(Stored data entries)
• • •

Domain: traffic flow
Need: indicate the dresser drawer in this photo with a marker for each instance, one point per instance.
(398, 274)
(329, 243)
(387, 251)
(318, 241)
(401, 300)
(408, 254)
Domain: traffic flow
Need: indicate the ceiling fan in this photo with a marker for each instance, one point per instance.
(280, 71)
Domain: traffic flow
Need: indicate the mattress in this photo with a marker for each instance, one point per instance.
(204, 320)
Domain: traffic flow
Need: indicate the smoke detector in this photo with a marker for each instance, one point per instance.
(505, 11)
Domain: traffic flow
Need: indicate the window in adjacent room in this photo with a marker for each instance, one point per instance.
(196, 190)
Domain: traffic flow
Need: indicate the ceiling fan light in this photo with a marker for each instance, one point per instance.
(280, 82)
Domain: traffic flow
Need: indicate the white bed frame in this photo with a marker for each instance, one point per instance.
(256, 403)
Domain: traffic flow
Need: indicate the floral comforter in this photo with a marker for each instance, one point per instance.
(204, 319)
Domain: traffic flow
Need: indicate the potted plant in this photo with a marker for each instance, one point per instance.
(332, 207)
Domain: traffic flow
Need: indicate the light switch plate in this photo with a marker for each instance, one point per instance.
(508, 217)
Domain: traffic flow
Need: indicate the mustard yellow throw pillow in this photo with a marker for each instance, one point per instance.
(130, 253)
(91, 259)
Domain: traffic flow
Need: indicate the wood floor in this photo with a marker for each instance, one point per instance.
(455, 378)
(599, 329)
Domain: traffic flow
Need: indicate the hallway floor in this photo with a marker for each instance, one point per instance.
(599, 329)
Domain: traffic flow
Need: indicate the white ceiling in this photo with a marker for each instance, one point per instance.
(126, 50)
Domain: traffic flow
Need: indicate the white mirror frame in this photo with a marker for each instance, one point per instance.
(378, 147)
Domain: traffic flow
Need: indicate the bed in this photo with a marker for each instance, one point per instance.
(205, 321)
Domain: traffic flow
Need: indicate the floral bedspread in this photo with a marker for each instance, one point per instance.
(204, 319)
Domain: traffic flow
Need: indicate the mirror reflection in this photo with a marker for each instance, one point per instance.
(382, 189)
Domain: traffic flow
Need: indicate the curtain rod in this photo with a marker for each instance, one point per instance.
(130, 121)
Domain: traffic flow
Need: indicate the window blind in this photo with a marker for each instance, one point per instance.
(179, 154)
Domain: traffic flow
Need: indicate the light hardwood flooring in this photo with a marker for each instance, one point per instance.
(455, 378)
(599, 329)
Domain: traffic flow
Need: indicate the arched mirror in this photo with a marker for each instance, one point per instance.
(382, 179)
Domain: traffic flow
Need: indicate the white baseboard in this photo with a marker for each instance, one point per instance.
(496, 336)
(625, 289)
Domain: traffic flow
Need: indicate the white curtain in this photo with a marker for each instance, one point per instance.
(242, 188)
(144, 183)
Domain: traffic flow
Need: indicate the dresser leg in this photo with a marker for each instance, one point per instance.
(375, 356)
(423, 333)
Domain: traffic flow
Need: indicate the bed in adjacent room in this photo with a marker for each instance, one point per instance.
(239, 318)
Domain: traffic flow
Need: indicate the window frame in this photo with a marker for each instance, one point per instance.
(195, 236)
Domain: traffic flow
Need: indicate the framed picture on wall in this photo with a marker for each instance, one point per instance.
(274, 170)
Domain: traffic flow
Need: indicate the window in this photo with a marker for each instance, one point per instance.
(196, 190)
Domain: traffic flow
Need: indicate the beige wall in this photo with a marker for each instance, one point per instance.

• • •

What you will do: Give again each line shown above, keeping every word as it is.

Reply to the exercise:
Domain: traffic flow
Need: indicate the dresser drawer in this photo with a marker for each instance, one point per instance.
(398, 274)
(329, 243)
(387, 251)
(318, 241)
(401, 300)
(408, 254)
Domain: traffic flow
Need: indicate the ceiling fan in this photo with a marker for each instance, one point per instance.
(280, 71)
Domain: traffic flow
Need: indicate the mattress in this photo with a marker for each instance, one point per instance.
(204, 320)
Domain: traffic flow
Need: indicate the smoke detector in this photo with a marker for each instance, one point per instance.
(505, 11)
Domain: traffic flow
Need: indicate the window in adjacent room in this photo with a marker for each instance, one point per instance.
(196, 190)
Domain: traffic flow
Need: indicate the ceiling fan light in this photo with a marker for each instance, one point per instance.
(280, 82)
Domain: traffic flow
Need: indicate the white bed frame in this photo with a marker for each instance, one point per instance.
(256, 403)
Domain: traffic flow
Need: indicate the floral comforter in this photo with a marker for each instance, one point per instance.
(204, 319)
Domain: traffic flow
Need: indicate the potted plant in this photo with a marker for each instance, one point per instance.
(332, 207)
Domain: traffic flow
Need: indicate the light switch plate in this photo with a marker for each instance, one point per instance.
(508, 217)
Domain: traffic flow
Need: indicate the mustard yellow throw pillow in this photo with a marker for each instance, one point per instance.
(130, 253)
(91, 259)
Domain: traffic flow
Need: indicate the wood floor in this photo with a marker for each instance, one point per instance.
(455, 378)
(599, 329)
Domain: traffic flow
Need: indicate the hallway floor in this photo with a marker for each instance, one point per instance.
(599, 329)
Domain: traffic flow
Need: indicate the white ceiling in this photo with a marker for each instance, one point per instance.
(126, 50)
Domain: traffic flow
Need: indicate the white mirror frame in this photo with a marker for each instance, one point per instance.
(378, 147)
Domain: traffic flow
Need: indicate the bed in this photo with a marker for each instance, one point per instance.
(205, 321)
Domain: traffic flow
Need: indicate the floral bedspread in this photo with a marker for each instance, one point per instance.
(204, 319)
Domain: traffic flow
Need: indicate the mirror reflection in this photo with a marker for each instance, one point per instance.
(382, 189)
Domain: traffic flow
Need: indicate the curtain rod in this photo with a marker for each instance, one point per instance.
(130, 121)
Domain: traffic flow
Need: indicate the window blind in this photo with a marker for each instance, one point per instance.
(179, 154)
Domain: traffic flow
Need: indicate the light hardwood flooring in this photo with a marker for each instance, one point per instance.
(455, 378)
(599, 329)
Domain: traffic flow
Need: indicate the arched mirror in this photo with a marker for each instance, one point per instance.
(382, 179)
Domain: traffic flow
Need: indicate the white baseboard in this photo with a marker for each instance, one point per instance.
(496, 336)
(625, 289)
Domain: traffic flow
Need: indicate the white curtain in this photo with a marker for each instance, one point per instance.
(242, 188)
(144, 183)
Domain: traffic flow
Need: indicate the dresser leg in this photo with a marker for each instance, one point per instance.
(375, 356)
(423, 333)
Domain: traffic flow
Need: indicate the bed in adjacent room in this photo with a marker for each instance, one point per instance.
(239, 318)
Domain: traffic flow
Need: indicate the window frame in this photo with a marker for each instance, one point per instance.
(195, 236)
Domain: traffic flow
Need: indicate the framed picture on wall in this photo with a marker for each instance, one point per instance.
(274, 170)
Domain: traffic flow
Need: indicate the window in this photo with a marker for each instance, one point per instance.
(196, 190)
Domain: traffic flow
Need: indicate the beige wall in this photo with a marker for each instance, one point per instance.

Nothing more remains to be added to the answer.